:: WHAT NEEDS TO BE DONE ::
What you should output is the data below, unchanged in every character.
═════ RAW DATA ═════
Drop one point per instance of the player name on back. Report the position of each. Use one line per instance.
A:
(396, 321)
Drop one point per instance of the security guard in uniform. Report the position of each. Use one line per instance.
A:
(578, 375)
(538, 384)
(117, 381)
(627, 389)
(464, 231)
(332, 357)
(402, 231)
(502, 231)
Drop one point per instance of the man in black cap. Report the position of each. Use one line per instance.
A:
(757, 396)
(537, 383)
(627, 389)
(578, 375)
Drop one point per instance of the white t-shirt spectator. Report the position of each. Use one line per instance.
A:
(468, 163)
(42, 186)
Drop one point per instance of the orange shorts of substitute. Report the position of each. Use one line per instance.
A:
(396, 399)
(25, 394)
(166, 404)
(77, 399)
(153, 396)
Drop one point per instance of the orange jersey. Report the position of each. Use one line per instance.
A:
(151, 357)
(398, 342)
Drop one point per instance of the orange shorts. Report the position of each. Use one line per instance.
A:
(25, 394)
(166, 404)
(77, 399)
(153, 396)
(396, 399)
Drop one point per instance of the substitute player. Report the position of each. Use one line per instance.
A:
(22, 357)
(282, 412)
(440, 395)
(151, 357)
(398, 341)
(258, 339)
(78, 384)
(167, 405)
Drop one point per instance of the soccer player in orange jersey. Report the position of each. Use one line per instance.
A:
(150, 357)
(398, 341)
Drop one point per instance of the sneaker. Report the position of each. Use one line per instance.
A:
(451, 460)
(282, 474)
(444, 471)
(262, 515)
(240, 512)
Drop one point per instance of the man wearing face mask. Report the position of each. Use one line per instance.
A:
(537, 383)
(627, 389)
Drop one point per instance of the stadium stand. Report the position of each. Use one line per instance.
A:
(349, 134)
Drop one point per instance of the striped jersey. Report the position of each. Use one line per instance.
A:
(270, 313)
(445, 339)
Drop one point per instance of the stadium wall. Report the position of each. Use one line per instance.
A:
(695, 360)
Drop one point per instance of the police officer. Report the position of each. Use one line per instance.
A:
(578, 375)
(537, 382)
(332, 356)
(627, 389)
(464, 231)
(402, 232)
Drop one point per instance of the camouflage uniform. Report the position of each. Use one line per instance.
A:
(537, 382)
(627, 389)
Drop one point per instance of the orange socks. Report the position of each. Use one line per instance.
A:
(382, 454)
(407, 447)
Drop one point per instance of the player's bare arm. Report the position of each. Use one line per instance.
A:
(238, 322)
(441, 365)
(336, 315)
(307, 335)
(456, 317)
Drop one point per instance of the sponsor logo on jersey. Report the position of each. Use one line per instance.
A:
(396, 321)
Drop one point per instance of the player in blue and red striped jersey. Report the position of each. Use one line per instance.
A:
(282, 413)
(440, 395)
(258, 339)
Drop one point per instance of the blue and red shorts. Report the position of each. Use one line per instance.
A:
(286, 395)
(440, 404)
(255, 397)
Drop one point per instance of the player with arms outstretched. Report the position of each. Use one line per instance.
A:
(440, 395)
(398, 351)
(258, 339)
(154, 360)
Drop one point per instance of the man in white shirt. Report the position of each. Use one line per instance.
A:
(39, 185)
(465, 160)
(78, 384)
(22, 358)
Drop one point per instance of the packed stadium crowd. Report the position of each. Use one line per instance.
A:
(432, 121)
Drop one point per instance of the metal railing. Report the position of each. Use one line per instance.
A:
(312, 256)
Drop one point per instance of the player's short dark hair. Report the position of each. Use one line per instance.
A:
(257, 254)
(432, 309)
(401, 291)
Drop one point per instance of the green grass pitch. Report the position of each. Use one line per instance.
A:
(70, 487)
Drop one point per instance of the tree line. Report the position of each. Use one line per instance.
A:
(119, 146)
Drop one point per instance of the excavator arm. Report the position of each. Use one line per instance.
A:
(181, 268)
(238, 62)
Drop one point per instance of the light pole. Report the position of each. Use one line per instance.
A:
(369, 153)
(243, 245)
═════
:: WRITTEN SOLUTION ::
Drop one point per instance of the player name on back. Report the position of each. Use one line per instance.
A:
(396, 321)
Drop one point per instance of the security guard in uniform. Report the position of each. Use one line per instance.
A:
(578, 375)
(538, 384)
(117, 381)
(627, 389)
(464, 231)
(332, 357)
(402, 231)
(502, 231)
Drop one point per instance of the man in black cap. Report the position of each. Use one line per instance.
A:
(757, 396)
(537, 383)
(627, 389)
(578, 375)
Drop one point per instance of the white t-shirt spectator. Report the position of each. Use one line per instance.
A:
(468, 163)
(42, 186)
Drop one point per instance of the orange shorts of substitute. Report the position of each. Use one line per instance.
A:
(396, 399)
(25, 394)
(166, 404)
(77, 399)
(153, 396)
Drop one point per instance of the orange jersey. Report the position of each. Use one line per instance.
A:
(151, 357)
(398, 342)
Drop one point per instance of the orange shorts. Report the position of each. Use one line per instance.
A:
(25, 394)
(166, 404)
(77, 399)
(153, 396)
(396, 399)
Drop one point per instance of the substitute player. Report the position of each. Use one line per instance.
A:
(22, 357)
(282, 412)
(440, 395)
(151, 357)
(398, 341)
(258, 339)
(78, 384)
(167, 405)
Drop one point per instance of the soccer player in orange jersey. Report the position of each. Use one line per instance.
A:
(150, 357)
(398, 341)
Drop one point per instance of the sneaker. Report the position of each. Use one line per instance.
A:
(451, 460)
(282, 474)
(444, 471)
(262, 515)
(240, 512)
Drop one point per instance of the man wearing face mask. Report the position of each. Use one line per instance.
A:
(537, 383)
(627, 389)
Drop one point per instance of the stadium stand. Report the position of each. Use one line per instance.
A:
(349, 134)
Drop one point per instance of the striped jersey. Report the position of each. Use one line per instance.
A:
(270, 313)
(445, 339)
Drop one point per instance of the stadium wall. Report the position of each. Use one line per instance.
A:
(695, 360)
Drop one point per instance of the police officer. Report the position of each. Use one line per instance.
A:
(578, 375)
(537, 382)
(332, 356)
(627, 389)
(464, 231)
(402, 232)
Drop one point per instance of the camouflage uniform. Report the position of each. Use one line per instance.
A:
(537, 382)
(627, 389)
Drop one point per instance of the orange socks. Report the position of each. Use one line per instance.
A:
(382, 454)
(407, 447)
Drop one point per instance of the player's bare arm. Report the position of each. Use one line per instance.
A:
(238, 322)
(441, 365)
(336, 315)
(307, 335)
(456, 317)
Drop one point per instance of the sponsor logo on jersey. Report the position of each. Use one line per instance.
A:
(396, 321)
Drop one point per instance of the player in blue and red striped jersey. Report the position of each. Use one line per instance.
A:
(282, 413)
(440, 395)
(258, 339)
Drop one point per instance of the blue and red shorts. Report the position of each. Use one line per instance.
A:
(286, 395)
(440, 404)
(255, 397)
Drop one point per instance of the player with arms outstretched. Report the position of each. Use one line per instance.
A:
(440, 395)
(398, 351)
(258, 339)
(154, 360)
Drop one point per instance of the man in white shirt. Report the position of each. Use one line per instance.
A:
(39, 185)
(465, 160)
(78, 384)
(22, 358)
Drop one point per instance of the packed stadium crowd. Report the position of each. Use one line per instance.
A:
(432, 121)
Drop one point per instance of the metal railing. Report the position of each. Use one line per instance.
A:
(312, 256)
Drop one point per instance of the player's short dark hair. Report the position of each. Use one line per instance.
A:
(257, 254)
(432, 309)
(401, 291)
Drop one point per instance of the green grass pitch. Report the position of each. Use one line per instance.
A:
(70, 487)
Drop one point per instance of the tree line. Report the position of each. Use one line per instance.
A:
(119, 146)
Drop one point per instance of the excavator arm. Report the position of each. Use one line per instance.
A:
(181, 268)
(238, 62)
Drop one point per instance of the light pole. Report the position of each. Use one line per instance.
A:
(369, 153)
(243, 245)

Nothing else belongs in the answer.